Problem description: Copy each of the following items word for word.

Dataset:
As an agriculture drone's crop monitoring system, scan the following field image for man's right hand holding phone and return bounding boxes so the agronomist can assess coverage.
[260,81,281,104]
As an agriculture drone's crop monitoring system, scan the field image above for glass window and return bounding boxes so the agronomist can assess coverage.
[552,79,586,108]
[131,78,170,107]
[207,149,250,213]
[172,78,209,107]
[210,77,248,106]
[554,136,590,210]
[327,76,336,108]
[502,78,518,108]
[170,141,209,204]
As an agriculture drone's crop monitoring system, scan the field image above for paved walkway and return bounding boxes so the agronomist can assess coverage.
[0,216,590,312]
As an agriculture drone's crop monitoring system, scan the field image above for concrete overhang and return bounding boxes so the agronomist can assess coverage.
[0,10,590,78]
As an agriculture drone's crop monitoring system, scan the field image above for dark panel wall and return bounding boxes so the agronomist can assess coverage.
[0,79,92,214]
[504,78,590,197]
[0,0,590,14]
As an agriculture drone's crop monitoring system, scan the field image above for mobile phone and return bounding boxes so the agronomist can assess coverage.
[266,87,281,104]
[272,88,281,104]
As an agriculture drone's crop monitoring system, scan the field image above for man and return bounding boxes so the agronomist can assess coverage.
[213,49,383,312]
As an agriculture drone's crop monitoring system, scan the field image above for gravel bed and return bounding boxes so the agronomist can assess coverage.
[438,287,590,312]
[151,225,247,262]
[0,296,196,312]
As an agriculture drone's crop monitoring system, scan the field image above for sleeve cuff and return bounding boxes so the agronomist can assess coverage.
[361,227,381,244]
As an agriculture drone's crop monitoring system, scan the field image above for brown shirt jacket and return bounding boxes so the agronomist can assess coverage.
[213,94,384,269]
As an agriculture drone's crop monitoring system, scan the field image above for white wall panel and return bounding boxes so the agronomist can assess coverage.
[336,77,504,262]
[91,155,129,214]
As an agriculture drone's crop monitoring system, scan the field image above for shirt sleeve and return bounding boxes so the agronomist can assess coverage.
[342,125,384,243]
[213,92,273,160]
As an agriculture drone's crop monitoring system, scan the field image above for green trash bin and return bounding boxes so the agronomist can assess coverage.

Exercise response:
As an agriculture drone's crop monitoring system, scan the following field image for man's right hand holding phone and return bounding boxes so the agronomist can assess coverage.
[260,81,281,104]
As an agriculture drone's crop monitoring system, scan the field image above for glass window and return bounding boxes so the agronomist can assess coverage.
[552,79,586,108]
[131,78,170,107]
[207,149,250,213]
[172,78,209,107]
[210,77,248,106]
[554,136,590,210]
[327,76,336,108]
[502,78,518,108]
[170,141,209,204]
As an agriculture drone's crop monitoring system, scan the field image above for paved walkway and return bounding boxes so the agronomist can assess coverage.
[0,216,590,312]
As an agriculture drone's crop monitoring system, scan the field image above for concrete overhang and return bounding boxes so the agronomist can assess coverage.
[0,10,590,78]
As an agriculture drone's crop monitoring system, scan the field image above for dark panel wall and return bounding boxes so the agronomist can assess coverage.
[0,79,92,214]
[504,78,590,197]
[0,0,590,14]
As an agriculture drone's crop monitoring system, scan the field image above for mobile phone and return bounding boxes so the agronomist can assess coverage.
[266,87,281,104]
[272,88,281,104]
As an agriculture drone's crop monitoring system, scan the field image above for man and return bounding boxes so the agronomist can assess coverage.
[213,49,383,312]
As an agriculture drone's crop monitoring system, scan the field image above for gravel bed and return bounding boxes so the agronomist can assess coverage.
[438,287,590,312]
[151,225,247,262]
[0,296,196,312]
As an agriculture drone's crop monitoring system, scan the field image above for sleeve cuff and return bounding boxes so the agronomist can assess coverage.
[361,227,381,244]
As an agriculture drone's crop monitoring system, scan the field image above for brown shirt jacket and return bounding boxes so the agronomist can assess coverage.
[213,94,384,269]
As an agriculture drone's crop monitoring system, scan the field image above for white wall panel and return bounding boxes so the agronomist can assess coverage.
[336,77,504,262]
[91,155,129,214]
As an agriculture drone's crop monitoring system, scan the field image above for shirt sleeve and return bounding boxes so the agronomist can assess coverage.
[342,125,384,243]
[213,92,273,160]
As an agriculture drone's crop monitoring system, scan the field image above for green trash bin and return bounding boxes so the agronomist can assess coverage.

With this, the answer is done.